WORK TO BE COMPLETED: Rewrite the entries from the line with "Objective — a point for each instance of the vintage" through the end of the entries, both included, requests and all. Scale every pixel coordinate in the answers by 0.2, round to whole numbers with halves going up, and give only those lines.

========

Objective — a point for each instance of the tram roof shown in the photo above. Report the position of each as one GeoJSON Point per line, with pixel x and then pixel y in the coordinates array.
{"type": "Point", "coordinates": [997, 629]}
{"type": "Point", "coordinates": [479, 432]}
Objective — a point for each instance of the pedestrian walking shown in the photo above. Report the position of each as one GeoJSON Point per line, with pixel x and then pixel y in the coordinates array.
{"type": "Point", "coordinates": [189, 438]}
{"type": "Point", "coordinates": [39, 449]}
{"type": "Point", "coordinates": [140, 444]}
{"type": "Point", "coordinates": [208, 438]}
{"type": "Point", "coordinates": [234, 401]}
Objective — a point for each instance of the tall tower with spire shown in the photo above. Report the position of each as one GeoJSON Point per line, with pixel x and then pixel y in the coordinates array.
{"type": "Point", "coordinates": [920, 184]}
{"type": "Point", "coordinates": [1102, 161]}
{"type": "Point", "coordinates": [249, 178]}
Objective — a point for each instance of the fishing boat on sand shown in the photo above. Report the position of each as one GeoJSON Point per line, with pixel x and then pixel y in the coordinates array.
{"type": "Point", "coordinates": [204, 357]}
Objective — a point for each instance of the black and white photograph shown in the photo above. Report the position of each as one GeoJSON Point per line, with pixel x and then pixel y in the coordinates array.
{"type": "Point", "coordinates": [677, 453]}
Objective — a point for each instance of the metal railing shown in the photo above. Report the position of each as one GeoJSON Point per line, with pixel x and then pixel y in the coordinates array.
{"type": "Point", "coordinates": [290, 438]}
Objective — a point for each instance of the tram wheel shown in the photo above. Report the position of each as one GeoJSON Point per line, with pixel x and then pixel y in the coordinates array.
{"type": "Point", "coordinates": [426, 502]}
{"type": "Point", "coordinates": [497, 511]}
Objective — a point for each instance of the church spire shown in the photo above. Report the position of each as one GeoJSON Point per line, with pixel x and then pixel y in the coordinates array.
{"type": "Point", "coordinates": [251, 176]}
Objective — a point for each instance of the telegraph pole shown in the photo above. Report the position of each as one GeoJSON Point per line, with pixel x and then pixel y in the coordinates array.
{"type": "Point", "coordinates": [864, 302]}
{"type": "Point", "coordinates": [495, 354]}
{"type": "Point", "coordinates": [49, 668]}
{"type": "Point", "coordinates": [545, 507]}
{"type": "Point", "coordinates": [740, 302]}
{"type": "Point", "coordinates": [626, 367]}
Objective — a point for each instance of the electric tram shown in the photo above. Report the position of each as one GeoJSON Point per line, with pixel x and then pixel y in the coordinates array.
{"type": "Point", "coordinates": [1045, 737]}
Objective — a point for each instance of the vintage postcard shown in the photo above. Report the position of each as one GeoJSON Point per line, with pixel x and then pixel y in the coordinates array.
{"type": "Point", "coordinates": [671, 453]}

========

EXERCISE RESPONSE:
Objective — a point for each instance of the vintage postcard shown in the photo above. Report the position of each as one GeoJSON Point per line, with pixel x and then pixel y in the coordinates array.
{"type": "Point", "coordinates": [134, 91]}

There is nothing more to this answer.